Provided passage
***
Roofit: Vavilov and gaussian convolution

florian_Gautier · February 25, 2020, 7:54pm

Hi,
I am quite new to roofit and Root in general. I am trying to fit some energy depostion and compare the best case between models. I require to test the best fit between the convolution of a landau & Gaussian or a Vavilov & Gaussian and the data.

I managed to do the fitting with the Landau (X) Gaussian but I am stuck at the Vavilov (X) Gaussian.

I tried to follow Vavilov - Gaus Convolution with RooFit topic which allowed me to get VavilovGaussian.pdf (54.2 KB)
However, the Math::Vavilov is not adapted i think to my case due to it lacking the ability to be shifted and working on non normalized data.
I had this other Vavilov implementation which allows me to not normalize my data:

struct Vavilov_Func { 
   Vavilov_Func() {}

   double operator() (const double *x, const double *p) { 
      double kappa = p[0]; 
      double beta2 = p[1];
      return p[4]*( pdf.Pdf( (x[0]-p[2])/p[3], kappa,beta2) );
   }

   ROOT::Math::VavilovAccurate pdf; 
};

While I knew how to use it to get a TF1 I have no idea how to use this in Roofit to get a RooAbsPdf to then proceed with convolution.
Here is my codeTest.C (6.2 KB)

I would appreciate any help on this task!

Thanks in advance,
Florian

StephanH · February 26, 2020, 12:36pm

Hello Florian,

I don’t understand all your problems, yet, but shifting should be easy. Instead of passing x as location parameter, pass a RooLinearVar, which shifts x by an amount that you can define.

Making this a PDF that RooFit understands was discussed in the other topic, but it looks like you are missing the “ROOT math interface” for your struct. You need to inherit from ROOT::Math::IBaseFunctionMultiDim, and implement its interface. That should look something like this.

class Vavilov_Func : public ROOT::Math::IBaseFunctionMultiDim{ 
   Vavilov_Func() {}
   
   ... implement the functions required by the interface ...
***
Data records
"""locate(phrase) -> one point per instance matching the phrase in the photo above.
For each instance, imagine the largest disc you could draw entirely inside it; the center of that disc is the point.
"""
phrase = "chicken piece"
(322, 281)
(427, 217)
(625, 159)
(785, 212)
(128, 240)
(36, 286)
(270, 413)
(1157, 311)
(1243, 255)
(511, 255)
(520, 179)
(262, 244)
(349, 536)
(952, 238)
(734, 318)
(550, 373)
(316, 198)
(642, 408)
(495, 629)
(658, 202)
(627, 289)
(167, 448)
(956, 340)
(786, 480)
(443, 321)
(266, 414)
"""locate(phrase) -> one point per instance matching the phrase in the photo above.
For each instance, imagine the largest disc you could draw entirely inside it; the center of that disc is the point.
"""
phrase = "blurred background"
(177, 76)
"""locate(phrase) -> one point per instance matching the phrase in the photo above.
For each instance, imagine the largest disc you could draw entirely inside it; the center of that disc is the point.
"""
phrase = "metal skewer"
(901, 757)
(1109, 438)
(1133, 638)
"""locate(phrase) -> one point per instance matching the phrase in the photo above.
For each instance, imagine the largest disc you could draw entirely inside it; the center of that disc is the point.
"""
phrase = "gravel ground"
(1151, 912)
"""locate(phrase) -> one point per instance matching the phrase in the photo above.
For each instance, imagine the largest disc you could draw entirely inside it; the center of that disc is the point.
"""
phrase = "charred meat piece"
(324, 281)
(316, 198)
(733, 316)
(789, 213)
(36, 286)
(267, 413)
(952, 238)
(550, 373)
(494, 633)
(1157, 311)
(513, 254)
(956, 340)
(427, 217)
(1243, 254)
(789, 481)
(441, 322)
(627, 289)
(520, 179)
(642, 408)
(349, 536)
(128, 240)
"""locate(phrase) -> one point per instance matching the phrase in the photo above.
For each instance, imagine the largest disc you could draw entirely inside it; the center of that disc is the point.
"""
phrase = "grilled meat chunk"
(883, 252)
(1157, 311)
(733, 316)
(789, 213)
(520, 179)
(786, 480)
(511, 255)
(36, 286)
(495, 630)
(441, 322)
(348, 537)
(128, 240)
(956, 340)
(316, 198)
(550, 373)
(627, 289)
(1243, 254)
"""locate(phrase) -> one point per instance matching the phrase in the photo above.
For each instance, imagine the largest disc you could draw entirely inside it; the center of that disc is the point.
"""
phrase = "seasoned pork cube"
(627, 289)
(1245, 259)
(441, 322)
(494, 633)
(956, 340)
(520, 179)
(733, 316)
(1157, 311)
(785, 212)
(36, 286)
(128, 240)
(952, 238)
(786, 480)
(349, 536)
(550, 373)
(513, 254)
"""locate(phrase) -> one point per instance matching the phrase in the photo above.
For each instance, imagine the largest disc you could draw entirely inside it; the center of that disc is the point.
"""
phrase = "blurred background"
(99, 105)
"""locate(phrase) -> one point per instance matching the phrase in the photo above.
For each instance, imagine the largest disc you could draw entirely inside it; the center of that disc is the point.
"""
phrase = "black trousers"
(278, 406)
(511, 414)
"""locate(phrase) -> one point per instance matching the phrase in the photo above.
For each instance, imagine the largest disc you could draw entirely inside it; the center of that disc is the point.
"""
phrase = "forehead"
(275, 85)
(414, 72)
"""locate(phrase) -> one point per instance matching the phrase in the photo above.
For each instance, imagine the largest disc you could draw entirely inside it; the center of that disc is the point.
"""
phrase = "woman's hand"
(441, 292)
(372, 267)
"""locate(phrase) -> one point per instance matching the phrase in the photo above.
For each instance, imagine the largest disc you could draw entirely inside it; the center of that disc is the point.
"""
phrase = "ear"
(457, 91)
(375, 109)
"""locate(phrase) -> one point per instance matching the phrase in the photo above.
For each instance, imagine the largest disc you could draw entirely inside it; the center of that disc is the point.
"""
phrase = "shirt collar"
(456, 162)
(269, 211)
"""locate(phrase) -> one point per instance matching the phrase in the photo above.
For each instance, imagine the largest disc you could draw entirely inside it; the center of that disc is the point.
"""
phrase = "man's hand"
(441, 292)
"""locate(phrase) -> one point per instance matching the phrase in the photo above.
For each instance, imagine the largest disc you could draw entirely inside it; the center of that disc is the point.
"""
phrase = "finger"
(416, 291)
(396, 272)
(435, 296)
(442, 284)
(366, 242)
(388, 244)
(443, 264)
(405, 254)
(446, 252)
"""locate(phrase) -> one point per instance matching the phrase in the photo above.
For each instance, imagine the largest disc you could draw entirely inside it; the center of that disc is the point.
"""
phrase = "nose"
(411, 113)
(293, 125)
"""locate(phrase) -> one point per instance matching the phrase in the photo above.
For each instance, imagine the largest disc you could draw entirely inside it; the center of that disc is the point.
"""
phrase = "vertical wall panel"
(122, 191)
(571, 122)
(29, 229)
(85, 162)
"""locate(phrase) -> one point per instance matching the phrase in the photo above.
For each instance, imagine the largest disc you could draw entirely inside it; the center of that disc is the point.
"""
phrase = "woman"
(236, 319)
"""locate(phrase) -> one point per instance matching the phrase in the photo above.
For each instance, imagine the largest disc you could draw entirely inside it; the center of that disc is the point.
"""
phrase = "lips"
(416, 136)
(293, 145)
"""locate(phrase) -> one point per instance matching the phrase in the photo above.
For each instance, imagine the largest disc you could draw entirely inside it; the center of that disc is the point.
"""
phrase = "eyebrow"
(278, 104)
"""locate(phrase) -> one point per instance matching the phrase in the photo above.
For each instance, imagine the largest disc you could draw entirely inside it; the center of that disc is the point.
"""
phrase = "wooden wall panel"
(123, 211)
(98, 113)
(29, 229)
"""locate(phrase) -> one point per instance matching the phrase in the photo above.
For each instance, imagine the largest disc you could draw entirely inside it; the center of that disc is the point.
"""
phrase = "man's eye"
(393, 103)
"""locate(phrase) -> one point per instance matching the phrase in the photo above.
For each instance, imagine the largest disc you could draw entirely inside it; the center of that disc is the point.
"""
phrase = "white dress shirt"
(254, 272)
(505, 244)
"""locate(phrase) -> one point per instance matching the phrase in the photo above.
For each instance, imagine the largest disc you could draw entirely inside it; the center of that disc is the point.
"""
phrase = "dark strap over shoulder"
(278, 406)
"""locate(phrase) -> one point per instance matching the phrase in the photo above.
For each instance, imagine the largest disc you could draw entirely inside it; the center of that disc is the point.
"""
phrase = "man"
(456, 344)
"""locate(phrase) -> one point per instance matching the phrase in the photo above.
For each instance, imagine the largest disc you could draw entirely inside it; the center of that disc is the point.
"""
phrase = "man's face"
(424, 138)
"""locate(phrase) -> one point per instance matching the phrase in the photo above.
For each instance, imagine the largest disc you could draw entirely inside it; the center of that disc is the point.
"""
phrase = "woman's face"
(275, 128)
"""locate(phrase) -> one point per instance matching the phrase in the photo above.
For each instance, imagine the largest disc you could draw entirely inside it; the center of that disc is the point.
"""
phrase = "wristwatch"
***
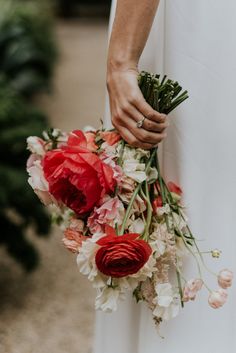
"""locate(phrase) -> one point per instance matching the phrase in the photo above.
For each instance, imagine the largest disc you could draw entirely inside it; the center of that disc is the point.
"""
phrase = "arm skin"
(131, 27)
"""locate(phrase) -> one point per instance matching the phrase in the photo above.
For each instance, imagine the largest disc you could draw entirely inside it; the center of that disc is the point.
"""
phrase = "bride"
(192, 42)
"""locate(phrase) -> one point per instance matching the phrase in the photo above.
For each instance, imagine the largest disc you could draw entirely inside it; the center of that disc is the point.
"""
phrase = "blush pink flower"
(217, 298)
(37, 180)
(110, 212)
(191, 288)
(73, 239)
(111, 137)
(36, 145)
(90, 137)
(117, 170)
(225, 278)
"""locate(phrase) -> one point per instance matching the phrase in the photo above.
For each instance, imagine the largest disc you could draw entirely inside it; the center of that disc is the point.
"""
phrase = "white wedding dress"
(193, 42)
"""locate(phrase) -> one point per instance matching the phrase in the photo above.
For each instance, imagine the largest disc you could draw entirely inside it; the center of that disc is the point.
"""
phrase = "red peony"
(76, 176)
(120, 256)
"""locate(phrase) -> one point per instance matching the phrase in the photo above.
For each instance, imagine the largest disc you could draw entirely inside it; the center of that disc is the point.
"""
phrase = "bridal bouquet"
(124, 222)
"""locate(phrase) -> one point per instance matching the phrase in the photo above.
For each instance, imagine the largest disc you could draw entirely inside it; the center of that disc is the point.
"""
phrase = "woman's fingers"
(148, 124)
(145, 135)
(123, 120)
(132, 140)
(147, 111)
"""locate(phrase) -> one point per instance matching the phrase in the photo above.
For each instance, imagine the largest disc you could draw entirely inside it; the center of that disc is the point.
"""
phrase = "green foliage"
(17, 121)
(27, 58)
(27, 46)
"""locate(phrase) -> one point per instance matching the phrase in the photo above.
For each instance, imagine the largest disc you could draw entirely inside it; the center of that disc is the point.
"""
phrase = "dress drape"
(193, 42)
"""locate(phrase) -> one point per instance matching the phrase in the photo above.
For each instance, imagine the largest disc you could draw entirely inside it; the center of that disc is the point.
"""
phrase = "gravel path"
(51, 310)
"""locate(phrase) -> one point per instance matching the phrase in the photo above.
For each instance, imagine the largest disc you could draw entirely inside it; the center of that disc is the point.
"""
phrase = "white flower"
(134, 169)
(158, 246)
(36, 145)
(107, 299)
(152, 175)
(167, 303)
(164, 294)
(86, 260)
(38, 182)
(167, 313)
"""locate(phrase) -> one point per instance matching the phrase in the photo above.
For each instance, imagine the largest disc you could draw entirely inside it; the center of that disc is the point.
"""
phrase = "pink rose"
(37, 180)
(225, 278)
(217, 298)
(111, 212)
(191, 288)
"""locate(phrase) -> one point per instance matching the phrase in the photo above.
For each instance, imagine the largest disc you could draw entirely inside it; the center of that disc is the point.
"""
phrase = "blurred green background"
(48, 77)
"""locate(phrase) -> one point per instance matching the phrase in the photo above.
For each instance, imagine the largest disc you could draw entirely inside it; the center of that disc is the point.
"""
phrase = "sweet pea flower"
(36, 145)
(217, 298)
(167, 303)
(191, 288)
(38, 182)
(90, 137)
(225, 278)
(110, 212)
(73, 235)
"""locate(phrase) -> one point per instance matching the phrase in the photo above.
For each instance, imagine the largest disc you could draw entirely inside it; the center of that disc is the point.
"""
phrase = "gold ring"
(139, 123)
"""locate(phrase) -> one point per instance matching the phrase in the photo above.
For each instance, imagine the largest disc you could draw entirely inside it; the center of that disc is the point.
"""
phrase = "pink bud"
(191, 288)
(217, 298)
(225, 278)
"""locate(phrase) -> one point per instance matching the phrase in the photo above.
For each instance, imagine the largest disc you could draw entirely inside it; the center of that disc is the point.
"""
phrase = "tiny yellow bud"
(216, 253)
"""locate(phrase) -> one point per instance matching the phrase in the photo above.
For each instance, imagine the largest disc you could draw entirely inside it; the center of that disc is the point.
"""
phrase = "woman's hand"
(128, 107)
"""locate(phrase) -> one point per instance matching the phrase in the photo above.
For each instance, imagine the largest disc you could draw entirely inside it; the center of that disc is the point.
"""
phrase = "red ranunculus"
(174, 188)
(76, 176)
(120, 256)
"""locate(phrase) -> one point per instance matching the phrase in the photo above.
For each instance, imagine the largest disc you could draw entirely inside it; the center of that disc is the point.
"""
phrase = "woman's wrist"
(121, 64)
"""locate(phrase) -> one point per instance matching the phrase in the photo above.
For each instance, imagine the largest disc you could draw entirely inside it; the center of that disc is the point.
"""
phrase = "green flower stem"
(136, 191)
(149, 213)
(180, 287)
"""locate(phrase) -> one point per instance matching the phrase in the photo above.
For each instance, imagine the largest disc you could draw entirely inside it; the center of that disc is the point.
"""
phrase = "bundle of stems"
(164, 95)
***
Exercise requirements
[a] In the forum thread, which class does StephanH say the struct must inherit from?
[b] Report each line of the records that contains the string "panel".
The forum thread and the records have no connection to each other.

Answers to each task
[a] ROOT::Math::IBaseFunctionMultiDim

[b]
phrase = "vertical wall panel"
phrase = "wooden wall panel"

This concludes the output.